L’Algérie expulse un millier de migrants clandestins
Il n’y avait pas eu d’expulsion aussi massive depuis 2012. Un premier convoi de plusieurs bus est parti d'Alger dans la nuit de vendredi à samedi et un deuxième devrait prendre la route demain vers Tamanrasset, dans le grand sud algérien. À bord : près de 1 400 migrants qui, selon la Ligue algérienne des droits de l’homme (LADDH), ont été arrêtés sur décision du wali d’Alger dans plusieurs quartiers de la capitale.
Ils ont été « emmenés vers un camp de jeunes à Zéralda où les autorités ont entamé leur transfert vers Tamanrasset [au sud de l’Algérie] pour une éventuelle expulsion », souligne de son côté l’association Rassemblement actions jeunesse (RAJ). Selon RFI, Niamey aurait donné l'autorisation aux convois de traverser son territoire. « Mais les convois ne s'arrêteront pas au Niger. Une source diplomatique ouest-africaine affirme qu'ensuite les migrants seront ramenés dans leurs pays d'origine. »
RAJ condamne « cette opération d’humiliation qui constitue une grave violation des droits des migrants et des engagements internationaux de l’Algérie ».

◇ ◇ ◇ ◇

Tâche demandée: Poursuivez l'article ci-dessus sur l'expulsion de migrants par l'Algérie, à partir de sa dernière phrase.

Données fournies:

◇ ◇ ◇ ◇

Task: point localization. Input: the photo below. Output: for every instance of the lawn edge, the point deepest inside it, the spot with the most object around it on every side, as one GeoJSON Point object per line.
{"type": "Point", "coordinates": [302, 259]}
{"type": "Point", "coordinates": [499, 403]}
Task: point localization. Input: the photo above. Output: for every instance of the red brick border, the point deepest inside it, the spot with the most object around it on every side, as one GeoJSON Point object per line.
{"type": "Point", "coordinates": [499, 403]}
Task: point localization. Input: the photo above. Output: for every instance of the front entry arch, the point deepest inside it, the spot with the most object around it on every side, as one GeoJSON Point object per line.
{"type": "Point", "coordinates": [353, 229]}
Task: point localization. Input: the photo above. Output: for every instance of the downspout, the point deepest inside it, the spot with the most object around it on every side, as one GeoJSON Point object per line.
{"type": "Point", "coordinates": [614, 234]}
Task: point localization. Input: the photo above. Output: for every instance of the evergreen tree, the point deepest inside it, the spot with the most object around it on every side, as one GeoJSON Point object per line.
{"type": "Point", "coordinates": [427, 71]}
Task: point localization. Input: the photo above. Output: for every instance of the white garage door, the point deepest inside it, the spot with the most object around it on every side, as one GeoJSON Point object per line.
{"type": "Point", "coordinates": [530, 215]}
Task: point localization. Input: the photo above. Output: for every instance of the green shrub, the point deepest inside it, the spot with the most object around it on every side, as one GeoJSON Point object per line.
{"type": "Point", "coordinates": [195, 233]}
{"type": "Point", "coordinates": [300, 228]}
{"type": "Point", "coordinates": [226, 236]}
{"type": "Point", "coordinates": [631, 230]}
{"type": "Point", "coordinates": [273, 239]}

◇ ◇ ◇ ◇

Résultat attendu:
L’Algérie a ratifié en 2004 la Convention internationale de protection des travailleurs migrants et des membres de leur famille, qui ne fait aucune différence entre les migrants en situation régulière ou irrégulière. Elle a également ratifié la Convention de Genève pour les demandeurs d’asile et les réfugiés alors que dans les faits, l’Algérie n’octroie pas de statut de réfugié, c’est le Haut-Commissariat aux réfugiés de l’ONU qui s’en charge.
À l’origine de cette opération de reconduite aux frontières : des affrontements entre migrants et Algériens samedi 26 novembre à Bouchbouk, le plus grand squat de migrants de la capitale. Environ 150 personnes, essentiellement d’Afrique de l’Ouest (Cameroun, Côte d’Ivoire, Guinée) y vivaient, dont certaines depuis plus de dix ans.
Selon le témoignage recueilli par Middle East Eye, samedi soir vers 23 h, un homme et une femme (des migrants) se font agresser par des gens du quartier avec lesquels la cohabitation est très difficile. Les migrants sortent et les escortent jusqu’à la carcasse de bâtiment qui leur sert de maison.
Un quart d’heure plus tard, une cinquantaine d’Algériens attaquent la carcasse avec des pierres et des objets enflammés. Les migrants ripostent et comme ils sont plus nombreux, les Algériens se retirent avant de revenir à l’attaque, avec des renforts.
La situation dégénère. Les jeunes saccagent le quartier, cassent les voitures, mettent le feu à des objets. Tout le quartier s’énerve. Si bien que la gendarmerie arrive vers 4 h du matin pour sécuriser le quartier avec l’aide du Groupe d’intervention rapide (GIR). Elle y restera jusqu’au jeudi suivant.
« Le dimanche, l’équivalent du maire est venu pour demander aux migrants un recensement de toutes les personnes présentes à Bouchbouk en s’engageant à trouver une solution de relogement », relate une personne présente sur place.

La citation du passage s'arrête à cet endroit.